[start of AVAILABLE RECORDS]

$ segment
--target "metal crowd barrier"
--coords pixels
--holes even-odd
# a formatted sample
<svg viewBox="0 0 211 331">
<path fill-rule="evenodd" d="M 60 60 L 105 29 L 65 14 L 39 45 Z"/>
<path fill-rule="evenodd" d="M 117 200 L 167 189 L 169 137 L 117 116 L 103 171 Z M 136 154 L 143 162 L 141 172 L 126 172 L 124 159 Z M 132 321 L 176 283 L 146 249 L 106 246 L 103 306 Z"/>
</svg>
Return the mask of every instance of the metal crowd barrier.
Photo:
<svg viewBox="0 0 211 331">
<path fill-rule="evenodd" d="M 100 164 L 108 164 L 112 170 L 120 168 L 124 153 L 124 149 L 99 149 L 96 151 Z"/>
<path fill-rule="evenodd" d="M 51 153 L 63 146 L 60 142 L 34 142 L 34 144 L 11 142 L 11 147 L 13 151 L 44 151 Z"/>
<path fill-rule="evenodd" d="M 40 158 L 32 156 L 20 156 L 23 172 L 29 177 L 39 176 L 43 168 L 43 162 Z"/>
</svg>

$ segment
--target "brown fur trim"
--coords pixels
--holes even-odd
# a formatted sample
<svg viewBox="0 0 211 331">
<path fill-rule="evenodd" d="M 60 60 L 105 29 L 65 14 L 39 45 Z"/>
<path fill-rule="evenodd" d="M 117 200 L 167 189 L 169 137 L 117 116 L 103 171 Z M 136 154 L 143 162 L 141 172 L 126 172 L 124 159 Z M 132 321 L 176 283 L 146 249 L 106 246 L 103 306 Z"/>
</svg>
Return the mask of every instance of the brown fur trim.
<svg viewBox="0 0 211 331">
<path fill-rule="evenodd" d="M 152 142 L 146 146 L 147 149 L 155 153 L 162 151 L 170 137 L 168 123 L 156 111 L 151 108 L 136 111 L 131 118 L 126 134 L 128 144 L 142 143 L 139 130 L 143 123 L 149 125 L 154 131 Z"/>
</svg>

[end of AVAILABLE RECORDS]

#### [GOAL OF THE EXERCISE]
Rewrite the listing from its first line through the line containing "100 164 L 108", both ends included. Scale every viewBox value and path coordinate in the answers by 1.2, rounding to whole numbers with halves rounded up, and copy all other lines, including the requests and their format samples, unchanged.

#### [RESPONSE TO THE EXERCISE]
$ segment
--target "metal crowd barrier"
--coords pixels
--holes even-odd
# a formatted sample
<svg viewBox="0 0 211 331">
<path fill-rule="evenodd" d="M 60 60 L 105 29 L 65 14 L 39 45 Z"/>
<path fill-rule="evenodd" d="M 117 200 L 167 189 L 169 137 L 117 116 L 103 171 Z M 136 154 L 143 162 L 141 172 L 126 172 L 124 159 Z M 132 321 L 176 283 L 146 249 L 106 246 L 103 306 Z"/>
</svg>
Return the mask of every instance of the metal crowd barrier.
Photo:
<svg viewBox="0 0 253 397">
<path fill-rule="evenodd" d="M 120 197 L 130 197 L 134 204 L 144 202 L 149 184 L 149 179 L 119 179 L 115 181 Z"/>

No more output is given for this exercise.